**Task requirements**
Reproduce the stretch of the listing from the line containing "Locate the space" through the end of the listing, requests included, and shift every bounding-box coordinate in the answers by adding -93.

**Input material**
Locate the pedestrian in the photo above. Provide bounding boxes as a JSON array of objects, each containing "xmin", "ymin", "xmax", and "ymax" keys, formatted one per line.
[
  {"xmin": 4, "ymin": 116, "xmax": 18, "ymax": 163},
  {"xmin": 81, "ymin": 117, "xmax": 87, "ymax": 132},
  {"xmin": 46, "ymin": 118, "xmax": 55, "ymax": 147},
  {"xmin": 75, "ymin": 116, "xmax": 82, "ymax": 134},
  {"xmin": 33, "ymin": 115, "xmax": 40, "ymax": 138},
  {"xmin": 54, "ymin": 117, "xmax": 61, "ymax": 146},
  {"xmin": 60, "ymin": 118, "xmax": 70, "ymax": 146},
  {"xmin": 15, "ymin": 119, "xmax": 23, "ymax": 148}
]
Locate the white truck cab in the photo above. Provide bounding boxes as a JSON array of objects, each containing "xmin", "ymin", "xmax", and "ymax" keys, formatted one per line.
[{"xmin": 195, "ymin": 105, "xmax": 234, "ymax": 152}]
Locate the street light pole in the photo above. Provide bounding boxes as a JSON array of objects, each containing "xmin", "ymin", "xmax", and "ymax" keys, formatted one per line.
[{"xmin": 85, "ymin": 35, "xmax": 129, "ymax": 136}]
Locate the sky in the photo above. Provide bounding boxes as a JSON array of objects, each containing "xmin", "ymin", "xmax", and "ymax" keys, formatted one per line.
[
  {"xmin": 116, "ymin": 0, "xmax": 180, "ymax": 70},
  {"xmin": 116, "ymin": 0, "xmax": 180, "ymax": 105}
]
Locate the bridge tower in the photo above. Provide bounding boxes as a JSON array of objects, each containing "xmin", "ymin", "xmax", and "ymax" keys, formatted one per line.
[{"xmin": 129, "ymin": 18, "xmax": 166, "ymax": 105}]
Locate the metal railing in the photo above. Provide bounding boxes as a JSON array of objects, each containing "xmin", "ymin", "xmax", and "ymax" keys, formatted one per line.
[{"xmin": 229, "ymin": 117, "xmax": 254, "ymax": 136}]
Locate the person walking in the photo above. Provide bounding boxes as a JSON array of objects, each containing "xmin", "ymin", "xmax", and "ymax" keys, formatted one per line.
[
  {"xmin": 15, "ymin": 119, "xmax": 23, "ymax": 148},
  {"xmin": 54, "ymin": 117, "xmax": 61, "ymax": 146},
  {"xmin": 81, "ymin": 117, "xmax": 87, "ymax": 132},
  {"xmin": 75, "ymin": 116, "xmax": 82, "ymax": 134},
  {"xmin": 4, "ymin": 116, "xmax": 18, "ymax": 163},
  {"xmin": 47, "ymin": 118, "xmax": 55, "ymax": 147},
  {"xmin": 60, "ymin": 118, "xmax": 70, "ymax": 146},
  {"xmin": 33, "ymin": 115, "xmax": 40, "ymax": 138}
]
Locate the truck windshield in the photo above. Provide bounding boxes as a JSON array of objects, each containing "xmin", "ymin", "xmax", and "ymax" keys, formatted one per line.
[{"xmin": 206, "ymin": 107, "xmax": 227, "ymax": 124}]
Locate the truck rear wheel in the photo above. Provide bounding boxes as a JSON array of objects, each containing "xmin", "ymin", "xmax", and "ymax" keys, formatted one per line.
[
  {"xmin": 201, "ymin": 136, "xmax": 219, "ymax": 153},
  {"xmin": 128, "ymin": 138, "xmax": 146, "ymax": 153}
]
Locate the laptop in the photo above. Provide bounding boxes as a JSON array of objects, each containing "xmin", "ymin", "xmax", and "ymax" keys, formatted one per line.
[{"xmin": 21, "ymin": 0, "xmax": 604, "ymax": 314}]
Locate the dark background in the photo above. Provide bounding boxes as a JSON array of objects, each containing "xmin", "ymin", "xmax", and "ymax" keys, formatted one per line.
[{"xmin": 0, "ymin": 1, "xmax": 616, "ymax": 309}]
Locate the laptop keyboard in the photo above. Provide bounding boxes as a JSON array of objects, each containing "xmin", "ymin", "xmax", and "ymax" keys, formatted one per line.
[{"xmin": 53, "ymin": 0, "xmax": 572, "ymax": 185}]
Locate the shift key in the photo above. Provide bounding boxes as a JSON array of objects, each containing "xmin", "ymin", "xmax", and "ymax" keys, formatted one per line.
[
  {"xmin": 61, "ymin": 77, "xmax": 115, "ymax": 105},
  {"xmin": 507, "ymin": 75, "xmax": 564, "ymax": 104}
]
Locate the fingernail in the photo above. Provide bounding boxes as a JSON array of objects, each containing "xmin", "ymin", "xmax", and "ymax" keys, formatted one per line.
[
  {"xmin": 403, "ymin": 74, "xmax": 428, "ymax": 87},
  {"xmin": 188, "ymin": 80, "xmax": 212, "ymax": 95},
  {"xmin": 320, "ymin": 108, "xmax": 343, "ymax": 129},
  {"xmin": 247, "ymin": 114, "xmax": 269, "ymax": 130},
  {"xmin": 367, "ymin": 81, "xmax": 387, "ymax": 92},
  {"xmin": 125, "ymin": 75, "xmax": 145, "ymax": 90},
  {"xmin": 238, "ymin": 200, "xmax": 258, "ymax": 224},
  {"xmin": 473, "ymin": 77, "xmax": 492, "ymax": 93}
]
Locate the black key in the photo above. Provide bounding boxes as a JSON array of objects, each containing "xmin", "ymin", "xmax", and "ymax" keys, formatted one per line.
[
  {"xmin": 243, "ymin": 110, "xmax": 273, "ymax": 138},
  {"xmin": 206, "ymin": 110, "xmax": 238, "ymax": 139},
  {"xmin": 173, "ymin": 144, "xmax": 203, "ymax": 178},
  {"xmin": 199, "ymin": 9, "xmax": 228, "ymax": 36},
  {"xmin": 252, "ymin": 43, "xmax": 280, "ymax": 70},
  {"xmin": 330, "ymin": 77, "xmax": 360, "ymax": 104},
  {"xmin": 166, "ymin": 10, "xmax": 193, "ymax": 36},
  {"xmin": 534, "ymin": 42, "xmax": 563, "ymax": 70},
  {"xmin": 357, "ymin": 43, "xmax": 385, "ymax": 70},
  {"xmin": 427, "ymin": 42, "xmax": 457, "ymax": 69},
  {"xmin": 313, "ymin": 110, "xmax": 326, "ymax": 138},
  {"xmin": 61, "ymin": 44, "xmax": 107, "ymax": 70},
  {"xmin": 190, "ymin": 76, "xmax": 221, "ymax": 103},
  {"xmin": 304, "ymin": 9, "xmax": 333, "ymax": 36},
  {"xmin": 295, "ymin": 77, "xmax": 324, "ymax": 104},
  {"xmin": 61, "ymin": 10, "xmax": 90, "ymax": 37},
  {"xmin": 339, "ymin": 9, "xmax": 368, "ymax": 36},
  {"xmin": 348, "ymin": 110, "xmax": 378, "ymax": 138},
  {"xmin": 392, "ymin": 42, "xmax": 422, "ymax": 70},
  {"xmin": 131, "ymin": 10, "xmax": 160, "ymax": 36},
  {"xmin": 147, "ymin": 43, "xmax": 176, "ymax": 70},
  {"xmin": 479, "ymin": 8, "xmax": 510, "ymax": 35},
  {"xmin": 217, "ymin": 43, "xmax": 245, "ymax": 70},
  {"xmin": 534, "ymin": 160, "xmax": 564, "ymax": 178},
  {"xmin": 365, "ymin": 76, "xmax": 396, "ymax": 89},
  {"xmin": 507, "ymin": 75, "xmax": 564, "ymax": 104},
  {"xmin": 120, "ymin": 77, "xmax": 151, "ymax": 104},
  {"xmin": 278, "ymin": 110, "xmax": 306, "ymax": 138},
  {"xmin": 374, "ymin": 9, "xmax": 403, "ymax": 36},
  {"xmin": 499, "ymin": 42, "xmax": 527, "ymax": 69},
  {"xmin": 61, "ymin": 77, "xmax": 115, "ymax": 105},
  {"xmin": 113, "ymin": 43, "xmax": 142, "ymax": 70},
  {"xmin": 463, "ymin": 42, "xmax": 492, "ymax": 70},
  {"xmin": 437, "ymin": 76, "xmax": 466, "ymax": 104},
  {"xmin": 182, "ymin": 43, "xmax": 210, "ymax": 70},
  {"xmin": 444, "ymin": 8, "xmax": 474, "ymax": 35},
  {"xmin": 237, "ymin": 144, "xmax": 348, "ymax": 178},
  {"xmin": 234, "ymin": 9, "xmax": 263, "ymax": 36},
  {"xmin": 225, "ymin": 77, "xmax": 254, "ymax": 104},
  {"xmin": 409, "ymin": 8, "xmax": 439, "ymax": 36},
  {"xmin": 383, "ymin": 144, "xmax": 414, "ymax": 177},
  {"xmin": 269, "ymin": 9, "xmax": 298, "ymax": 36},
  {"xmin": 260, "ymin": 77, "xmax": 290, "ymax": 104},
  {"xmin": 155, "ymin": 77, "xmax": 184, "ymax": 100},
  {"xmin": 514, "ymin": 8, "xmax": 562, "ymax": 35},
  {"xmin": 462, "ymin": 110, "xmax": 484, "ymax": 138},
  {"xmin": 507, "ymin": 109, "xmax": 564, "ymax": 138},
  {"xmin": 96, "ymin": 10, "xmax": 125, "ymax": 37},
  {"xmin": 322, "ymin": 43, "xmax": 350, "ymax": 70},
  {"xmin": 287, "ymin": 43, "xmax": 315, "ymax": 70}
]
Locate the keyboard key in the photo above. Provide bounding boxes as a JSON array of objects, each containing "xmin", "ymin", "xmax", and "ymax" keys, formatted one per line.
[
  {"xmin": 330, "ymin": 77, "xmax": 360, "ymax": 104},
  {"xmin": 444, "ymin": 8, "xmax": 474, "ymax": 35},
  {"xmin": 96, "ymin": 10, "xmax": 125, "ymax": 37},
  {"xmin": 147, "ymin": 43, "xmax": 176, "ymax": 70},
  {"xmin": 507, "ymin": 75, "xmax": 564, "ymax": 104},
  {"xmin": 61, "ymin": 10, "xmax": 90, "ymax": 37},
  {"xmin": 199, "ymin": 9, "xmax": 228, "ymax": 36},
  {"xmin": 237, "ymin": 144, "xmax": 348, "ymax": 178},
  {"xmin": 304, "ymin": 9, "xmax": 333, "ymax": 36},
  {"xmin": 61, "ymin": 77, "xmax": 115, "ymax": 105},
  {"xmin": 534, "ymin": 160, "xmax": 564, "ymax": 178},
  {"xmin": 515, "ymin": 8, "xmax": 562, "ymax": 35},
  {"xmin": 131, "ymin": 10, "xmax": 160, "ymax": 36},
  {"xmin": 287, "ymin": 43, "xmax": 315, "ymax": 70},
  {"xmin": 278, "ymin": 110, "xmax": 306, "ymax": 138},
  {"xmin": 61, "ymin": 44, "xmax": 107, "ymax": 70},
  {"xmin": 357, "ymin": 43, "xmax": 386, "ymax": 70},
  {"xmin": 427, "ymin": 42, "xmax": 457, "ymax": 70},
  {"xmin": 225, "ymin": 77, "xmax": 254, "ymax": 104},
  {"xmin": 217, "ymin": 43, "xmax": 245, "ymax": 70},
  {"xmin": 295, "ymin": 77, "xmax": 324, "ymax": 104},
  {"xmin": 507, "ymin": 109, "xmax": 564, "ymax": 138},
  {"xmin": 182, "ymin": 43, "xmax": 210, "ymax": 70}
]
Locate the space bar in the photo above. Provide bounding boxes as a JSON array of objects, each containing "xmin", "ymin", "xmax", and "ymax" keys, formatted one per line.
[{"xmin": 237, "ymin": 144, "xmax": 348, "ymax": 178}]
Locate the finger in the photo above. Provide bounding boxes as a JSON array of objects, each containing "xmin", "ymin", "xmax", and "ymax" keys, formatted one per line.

**In response**
Locate the space bar in the photo above. Provide bounding boxes as a JSON array of objects, each containing "xmin", "ymin", "xmax", and "ymax" keys, formatted one per line.
[{"xmin": 144, "ymin": 51, "xmax": 255, "ymax": 85}]
Locate the finger in the photo above. Provide bounding boxes as a JSON array of objects, each containing "xmin", "ymin", "xmax", and "ymax" keys, formatted one per line.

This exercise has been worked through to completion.